> _SUPPLIED RECORDS_:
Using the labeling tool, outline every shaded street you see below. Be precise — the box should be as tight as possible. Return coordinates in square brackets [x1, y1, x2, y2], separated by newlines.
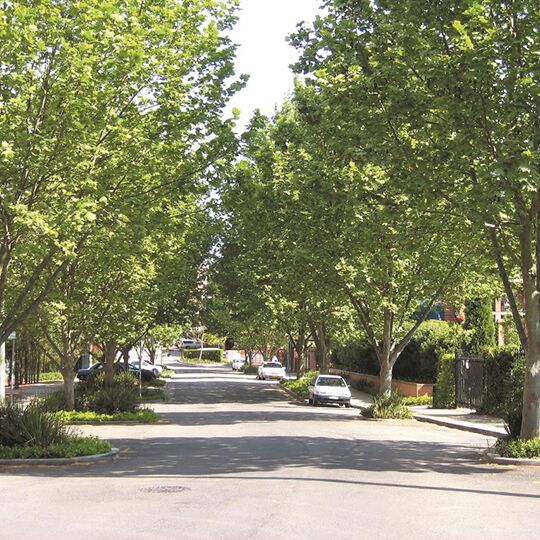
[0, 359, 540, 540]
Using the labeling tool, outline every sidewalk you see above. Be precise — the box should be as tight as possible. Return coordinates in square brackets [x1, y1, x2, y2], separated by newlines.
[351, 388, 508, 438]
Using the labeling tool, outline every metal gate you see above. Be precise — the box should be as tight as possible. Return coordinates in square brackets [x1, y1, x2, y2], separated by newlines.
[455, 356, 485, 409]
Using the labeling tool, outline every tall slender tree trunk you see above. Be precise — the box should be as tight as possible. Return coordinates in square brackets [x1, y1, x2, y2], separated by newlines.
[0, 342, 6, 404]
[62, 357, 75, 411]
[519, 205, 540, 439]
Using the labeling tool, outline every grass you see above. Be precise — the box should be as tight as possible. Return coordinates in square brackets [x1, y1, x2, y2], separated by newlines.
[0, 437, 112, 459]
[493, 437, 540, 459]
[39, 371, 64, 382]
[57, 409, 159, 424]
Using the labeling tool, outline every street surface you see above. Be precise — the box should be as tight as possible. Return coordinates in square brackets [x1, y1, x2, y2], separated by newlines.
[0, 358, 540, 540]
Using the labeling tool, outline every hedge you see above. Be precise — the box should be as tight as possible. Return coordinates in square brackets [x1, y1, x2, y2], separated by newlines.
[184, 349, 224, 362]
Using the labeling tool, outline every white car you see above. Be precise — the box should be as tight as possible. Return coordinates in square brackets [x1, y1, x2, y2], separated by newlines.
[309, 375, 351, 407]
[129, 360, 163, 377]
[232, 358, 246, 371]
[257, 362, 286, 380]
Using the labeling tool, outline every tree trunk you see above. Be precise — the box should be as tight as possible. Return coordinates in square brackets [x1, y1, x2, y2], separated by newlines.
[379, 354, 394, 396]
[103, 341, 116, 384]
[0, 342, 6, 404]
[62, 364, 75, 411]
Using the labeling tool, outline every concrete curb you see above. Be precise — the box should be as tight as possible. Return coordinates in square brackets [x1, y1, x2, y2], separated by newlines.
[413, 413, 508, 439]
[482, 450, 540, 467]
[0, 448, 120, 466]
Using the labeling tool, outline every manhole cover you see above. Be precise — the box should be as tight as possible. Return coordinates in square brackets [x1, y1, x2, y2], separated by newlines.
[141, 486, 189, 493]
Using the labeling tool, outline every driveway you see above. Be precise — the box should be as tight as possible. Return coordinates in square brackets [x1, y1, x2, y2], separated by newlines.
[0, 359, 540, 540]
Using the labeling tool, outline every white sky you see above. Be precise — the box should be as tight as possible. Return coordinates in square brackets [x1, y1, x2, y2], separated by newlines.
[229, 0, 322, 128]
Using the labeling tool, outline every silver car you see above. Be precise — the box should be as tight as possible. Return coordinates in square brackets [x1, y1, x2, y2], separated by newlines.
[309, 375, 351, 407]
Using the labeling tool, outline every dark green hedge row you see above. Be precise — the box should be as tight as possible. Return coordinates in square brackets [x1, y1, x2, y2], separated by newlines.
[332, 321, 463, 383]
[184, 349, 223, 362]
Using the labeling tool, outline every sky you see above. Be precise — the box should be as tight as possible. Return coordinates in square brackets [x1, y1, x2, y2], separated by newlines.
[226, 0, 322, 127]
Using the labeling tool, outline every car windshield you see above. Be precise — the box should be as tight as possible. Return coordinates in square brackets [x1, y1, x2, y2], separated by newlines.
[317, 377, 347, 386]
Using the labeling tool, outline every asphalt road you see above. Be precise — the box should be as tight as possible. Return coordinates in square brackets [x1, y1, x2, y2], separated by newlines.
[0, 358, 540, 540]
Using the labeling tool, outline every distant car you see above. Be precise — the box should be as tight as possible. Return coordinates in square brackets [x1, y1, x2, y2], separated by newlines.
[232, 358, 246, 371]
[180, 338, 201, 349]
[77, 362, 157, 381]
[257, 362, 286, 380]
[129, 360, 163, 377]
[309, 375, 351, 407]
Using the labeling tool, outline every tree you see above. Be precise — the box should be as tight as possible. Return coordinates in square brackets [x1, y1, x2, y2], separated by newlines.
[0, 0, 242, 398]
[304, 0, 540, 439]
[463, 297, 496, 354]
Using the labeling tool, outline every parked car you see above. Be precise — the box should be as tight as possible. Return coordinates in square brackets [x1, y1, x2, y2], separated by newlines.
[309, 375, 351, 407]
[129, 360, 163, 377]
[257, 362, 286, 380]
[77, 362, 157, 381]
[232, 358, 246, 371]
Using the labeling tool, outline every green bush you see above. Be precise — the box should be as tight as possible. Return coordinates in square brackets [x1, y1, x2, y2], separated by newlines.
[462, 298, 496, 355]
[0, 401, 70, 447]
[332, 321, 464, 383]
[493, 437, 540, 458]
[480, 347, 525, 439]
[57, 409, 159, 424]
[401, 396, 433, 407]
[362, 393, 413, 419]
[281, 371, 319, 398]
[183, 349, 224, 362]
[0, 437, 111, 459]
[433, 353, 456, 409]
[39, 371, 64, 382]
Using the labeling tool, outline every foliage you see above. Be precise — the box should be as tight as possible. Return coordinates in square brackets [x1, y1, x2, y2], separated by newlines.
[362, 393, 413, 419]
[481, 347, 525, 426]
[332, 321, 463, 383]
[433, 353, 456, 409]
[401, 396, 433, 407]
[183, 349, 223, 362]
[493, 437, 540, 459]
[463, 298, 496, 355]
[0, 437, 112, 459]
[0, 402, 69, 447]
[57, 409, 159, 424]
[280, 371, 319, 398]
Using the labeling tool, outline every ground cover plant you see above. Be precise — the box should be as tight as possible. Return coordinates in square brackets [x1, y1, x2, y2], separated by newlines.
[0, 401, 111, 459]
[362, 393, 412, 419]
[281, 371, 319, 398]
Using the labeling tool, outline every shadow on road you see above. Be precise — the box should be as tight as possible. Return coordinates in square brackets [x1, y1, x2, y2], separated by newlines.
[1, 436, 516, 481]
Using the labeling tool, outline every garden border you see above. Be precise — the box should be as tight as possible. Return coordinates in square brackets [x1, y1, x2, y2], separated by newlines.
[0, 448, 120, 467]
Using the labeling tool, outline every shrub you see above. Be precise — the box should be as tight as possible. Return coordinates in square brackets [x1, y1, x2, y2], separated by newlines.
[433, 353, 456, 409]
[493, 437, 540, 458]
[281, 371, 319, 398]
[0, 437, 111, 459]
[332, 321, 463, 383]
[401, 396, 433, 407]
[57, 409, 159, 424]
[0, 401, 69, 447]
[184, 349, 223, 362]
[362, 393, 412, 419]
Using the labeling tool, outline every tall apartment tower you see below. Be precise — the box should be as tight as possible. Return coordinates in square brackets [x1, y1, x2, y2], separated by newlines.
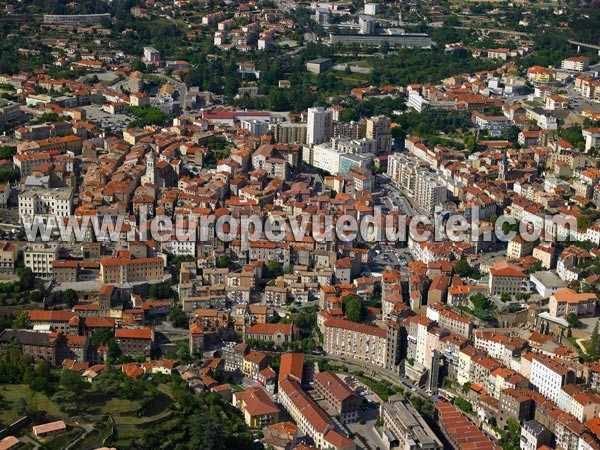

> _GIVEN REQUEST_:
Which lines of the records above contain the word "green", with case counting? Report each such line in full.

> _COMPLETED TASK_:
Using the labeling tool, outline every dark green hedge row you see above. Be precise — the box should be as tight as possible. Return coordinates in square brackets [x1, y1, x2, y2], separated by newlines.
Using the labeling tool, outline every green bush you see above. Be precise — the box should be as tight as possible. Return coordinates in square brackets [x1, y1, x2, y2], separated by newlines.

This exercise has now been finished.